## STATED TASK
In the passage on Ethiopia below, turn the paragraph beginning "Additionally, the report highlights" into a short bulleted list that keeps its main facts.

## PASSAGE
'''

Additionally, the report highlights the persecution of Christians, citing the burning and destruction of over 30 churches between 2018 and 2019. The schism in the Ethiopian Orthodox Church in January 2023 has intensified this persecution, resulting in significant casualties among believers and underscoring the intersection of religious and ethnic tensions in Ethiopia. The report also documents recent violent incidents against Christians, particularly in the Arsi zone of the Oromia region where, in November 2023, a series of attacks led to the deaths of 36 Orthodox Christians. These attacks persisted into December 2023, claiming the lives of a dozen more believers. Moreover, on February 16, 2024, four clergymen were abducted and murdered, with the church attributing these acts to the Oromo Liberation Army (OLA). These acts of aggression against Christians, as detailed in the report, represent grave violations of the fundamental right to religious freedom.

The European Centre for Law and Justice advocates for an impartial investigation conducted under the auspices of the United Nations, aimed at shedding light on the grave human rights violations reported. It calls upon the international community to ensure accountability, justice, and the protection of human rights for all affected communities in Ethiopia. Such an endeavor necessitates a thorough and credible inquiry into the alleged abuses that provides a foundation for further actions. The ECLJ hopes that this report will contribute to such investigation.


[1] Le Monde with AFP, “Air strike kills at least 26 in Ethiopia’s Amhara,” August 15, 2023.

[2] Ethiopia Observer, “Air strike kills at least 30 in Dembecha, Quarit,” September 19, 2023.

'''

## EXTRACTED DATA
'''

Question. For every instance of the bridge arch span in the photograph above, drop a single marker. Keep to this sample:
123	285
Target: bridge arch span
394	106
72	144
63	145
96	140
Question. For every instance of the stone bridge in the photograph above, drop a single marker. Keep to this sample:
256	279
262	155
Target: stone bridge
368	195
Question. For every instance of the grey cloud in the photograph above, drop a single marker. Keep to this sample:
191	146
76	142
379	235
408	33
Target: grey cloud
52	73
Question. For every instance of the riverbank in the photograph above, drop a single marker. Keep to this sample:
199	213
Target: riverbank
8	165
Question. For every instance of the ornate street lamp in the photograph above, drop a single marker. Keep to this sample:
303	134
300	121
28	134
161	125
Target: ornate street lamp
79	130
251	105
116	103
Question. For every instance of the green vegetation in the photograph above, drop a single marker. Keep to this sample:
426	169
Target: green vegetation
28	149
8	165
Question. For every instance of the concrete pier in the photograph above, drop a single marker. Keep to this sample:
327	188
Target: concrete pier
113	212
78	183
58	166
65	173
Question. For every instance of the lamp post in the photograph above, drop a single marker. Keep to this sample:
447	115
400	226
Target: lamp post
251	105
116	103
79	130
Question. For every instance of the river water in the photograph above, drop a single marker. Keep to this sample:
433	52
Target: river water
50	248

'''

## EXERCISE OUTPUT
- The report highlights the persecution of Christians, including the burning and destruction of over 30 churches in 2018–2019.
- The January 2023 schism in the Ethiopian Orthodox Church intensified this persecution, causing significant casualties among believers and showing how religious and ethnic tensions intersect.
- In November 2023, attacks in the Arsi zone of the Oromia region killed 36 Orthodox Christians.
- The attacks continued into December 2023, killing a dozen more believers.
- On February 16, 2024, four clergymen were abducted and murdered. The church attributed these acts to the Oromo Liberation Army (OLA).
- The report describes these acts as grave violations of the fundamental right to religious freedom.